Lista de tareas
[1] Traduce al inglés esta oración de la crónica sobre las pandillas: "Una patrulla con dos agentes de la Policía Municipal pasa de largo frente a los pandilleros."
[2] Continúa la crónica sobre las pandillas y el Régimen de Excepción a partir de su última oración.

Extracto proporcionado
┌──
Esta tarde, durante las primeras tres horas frente a la fogata de basura, unas treinta personas llegan a comprar pequeñas porciones de droga a cambio de cincuenta o cien pesos (tres o seis dólares). Lo hacen frente a la vista de todos y a plena luz del día.
Una patrulla con dos agentes de la Policía Municipal pasa de largo frente a los pandilleros. El copiloto inclina su cabeza hacia atrás y cierra los ojos para hacer que no ve nada.
—¿Ya ves? —pregunta El Güero. —Es que aquí si vos llevás la fiesta en paz, no pasa nada. Solo no hay que meterse con nadie, no buscar pedo. La vida es para los listos, no para los pendejos.
—¿Y aquí son MS? —le pregunta el periodista.
—No —responde.
—¿Entonces son 18?
—Tampoco.
—¿Y entonces?
—Aquí es otra onda.
El líder emeese sigue atizando la basura. Sobre la pared en la que este grupo improbable se refugia del sol, hay un enorme número 18 pintado con aerosol rojo.
“Aquí puede venir cualquiera y si quiere vivir aquí y trabajar con nosotros, pero tranquilo, se le respeta. Aquí se acabó esa locura de andarnos matando”, dice El Güero. “Aquí se acabó el odio, es lo que nos toca si queremos sobrevivir”.
II. El Éxodo
El “Régimen de Excepción” fue aprobado la madrugada del 27 de marzo de 2022 luego de que en los tres días anteriores las pandillas asesinaran a 87 personas. Aquella matanza, la mayor desde los acuerdos de paz en 1992, tenía su explicación: el pacto que el gobierno de Bukele había mantenido en secreto por poco más de dos años y medio con las pandillas se había roto.
En los primeros siete días del Régimen de Excepción las autoridades anunciaron la captura de 4,357 presuntos pandilleros. En un mes, la cifra había ascendido a 34,000. Ahora, más de dos años después, los detenidos son más de 80,000. Según el mismo Bukele, el número de pandilleros activos en todo el país para 2020 era de 60,000, incluyendo a los 17,000 que estaban en prisión antes de su llegada al poder. El Régimen ha capturado casi al doble de los supuestos pandilleros que estaban libres y, a pesar de que las autoridades negaran en un principio el arresto de inocentes, han liberado al menos a 7,000 personas por falta de pruebas.
└──
Fragmentos de entradas
┌──
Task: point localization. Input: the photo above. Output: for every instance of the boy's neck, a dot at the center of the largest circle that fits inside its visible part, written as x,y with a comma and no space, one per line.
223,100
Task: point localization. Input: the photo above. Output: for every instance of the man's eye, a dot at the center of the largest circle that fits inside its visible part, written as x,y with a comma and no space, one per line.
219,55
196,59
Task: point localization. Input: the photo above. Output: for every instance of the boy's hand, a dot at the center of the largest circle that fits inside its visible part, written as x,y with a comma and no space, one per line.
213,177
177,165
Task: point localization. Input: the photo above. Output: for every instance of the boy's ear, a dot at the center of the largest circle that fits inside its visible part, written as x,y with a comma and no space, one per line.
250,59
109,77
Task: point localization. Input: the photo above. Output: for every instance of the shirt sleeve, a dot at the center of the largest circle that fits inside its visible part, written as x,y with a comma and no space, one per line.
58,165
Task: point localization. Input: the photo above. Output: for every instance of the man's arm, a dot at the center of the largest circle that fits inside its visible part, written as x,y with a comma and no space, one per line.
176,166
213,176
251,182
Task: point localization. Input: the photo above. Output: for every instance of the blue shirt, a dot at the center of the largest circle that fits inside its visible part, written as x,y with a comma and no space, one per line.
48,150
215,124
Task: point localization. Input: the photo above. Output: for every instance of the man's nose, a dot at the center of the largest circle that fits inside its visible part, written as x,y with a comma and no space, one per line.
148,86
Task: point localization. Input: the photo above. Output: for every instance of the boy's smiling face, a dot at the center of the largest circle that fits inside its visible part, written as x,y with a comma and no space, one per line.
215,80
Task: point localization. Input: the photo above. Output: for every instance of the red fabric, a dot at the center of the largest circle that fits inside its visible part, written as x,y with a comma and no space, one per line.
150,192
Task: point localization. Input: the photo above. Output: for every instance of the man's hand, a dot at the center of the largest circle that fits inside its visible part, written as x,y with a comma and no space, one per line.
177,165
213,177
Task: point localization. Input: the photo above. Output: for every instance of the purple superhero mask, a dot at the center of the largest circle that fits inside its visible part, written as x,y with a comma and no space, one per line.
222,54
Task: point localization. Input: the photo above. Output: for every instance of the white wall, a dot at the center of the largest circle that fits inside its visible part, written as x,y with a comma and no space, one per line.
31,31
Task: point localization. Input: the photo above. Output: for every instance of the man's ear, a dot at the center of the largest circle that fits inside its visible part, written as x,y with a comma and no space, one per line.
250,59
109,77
└──
Resultados
[1] A patrol car with two Municipal Police officers drives right past the gang members.

[2]
El Señor S no esperó a que se desarrollaran estos acontecimientos. La tarde en que empezó el Régimen de Excepción, huyó de El Salvador con la misma ropa con que había salido de su casa aquella mañana.
Desde hacía un año y medio, el Señor S iba todas las semanas a firmar al juzgado especializado antimafias de San Miguel, una ciudad en el oriente de El Salvador. Iba a firmar como una medida legal impuesta por el tribunal por estar vinculado en un caso contra una estructura de la MS-13 acusada de asesinar y extorsionar durante años en aquel lugar. Para entonces, había cambiado su fachada de pandillero y aparentaba ser un pastor evangélico. Se vestía con camisas de manga larga y sus pantalones estaban siempre bien planchados. Había cambiado su forma de hablar, con los labios pegados, la mirada altiva y su caminar holgado, por las maneras de un hombre de Dios. Sin embargo, su pasado todavía pesaba sobre él y, para las autoridades, seguía siendo un pandillero.
Cuando el Señor S salió del tribunal, en su teléfono había varias llamadas perdidas de su mujer y una cadena de mensajes. Los vio preocupado. “Pensé que habían matado a alguien”, recuerda. Pero los mensajes tenían otra razón: “El país está en emergencia. Andan soldados y policías agarrando a toda la gente y ya vinieron a preguntar por vos”.
El Señor S supo que ya no podía regresar a su casa. Entonces llamó a un taxista de su confianza y lo convenció de que lo sacara de la ciudad para esconderse. Era cerca del mediodía. Después, el señor S transbordó varios vehículos y al final de la noche logró cruzar la frontera de El Salvador con Guatemala por un punto fronterizo ilegal. Sus viejos amigos en la pandilla del lado guatemalteco le sirvieron para encontrar por dónde pasar y a cambio de una promesa de pago de $500 dólares lo recogieron al otro lado de la frontera.
“Fue tremendo porque yo no entendía bien lo que estaba pasando. Lo que sí sabía es que andaban agarrando a medio mundo. Y, mire, como que Dios me dijo que no podía volver a la casa. Si me quedo allá preso estuviera”, dice.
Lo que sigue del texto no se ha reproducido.